**What to produce**. Repeat verbatim the stretch from the line containing "query: the noun phrase to segment: mountain" through the end of the entries, including both of those lines.

>>>

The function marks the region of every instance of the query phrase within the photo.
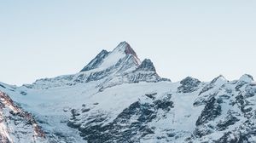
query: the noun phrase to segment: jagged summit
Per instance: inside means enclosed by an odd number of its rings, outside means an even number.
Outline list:
[[[223,76],[223,75],[219,75],[217,77],[215,77],[211,83],[225,83],[228,80]]]
[[[253,76],[248,75],[248,74],[244,74],[239,78],[239,81],[243,81],[246,83],[252,83],[254,80],[253,80]]]
[[[132,54],[134,56],[136,56],[137,58],[137,55],[136,54],[136,52],[131,49],[131,47],[130,46],[130,44],[124,41],[121,42],[113,50],[114,51],[119,51],[119,52],[124,52],[125,54]]]
[[[80,72],[86,72],[96,68],[107,69],[120,65],[121,61],[132,60],[138,66],[141,63],[136,52],[126,42],[121,42],[113,51],[102,50]]]
[[[145,59],[137,70],[156,72],[153,62],[149,59]]]

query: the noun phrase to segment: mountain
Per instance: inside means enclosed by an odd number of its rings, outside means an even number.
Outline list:
[[[256,142],[252,76],[172,83],[126,42],[78,73],[0,91],[1,142]]]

<<<

**Exercise result**.
query: the noun phrase to segment: mountain
Per instance: inside means enclosed by an odd number of its rings, outside means an even number.
Outline list:
[[[256,142],[252,76],[172,83],[126,42],[78,73],[0,91],[1,142]]]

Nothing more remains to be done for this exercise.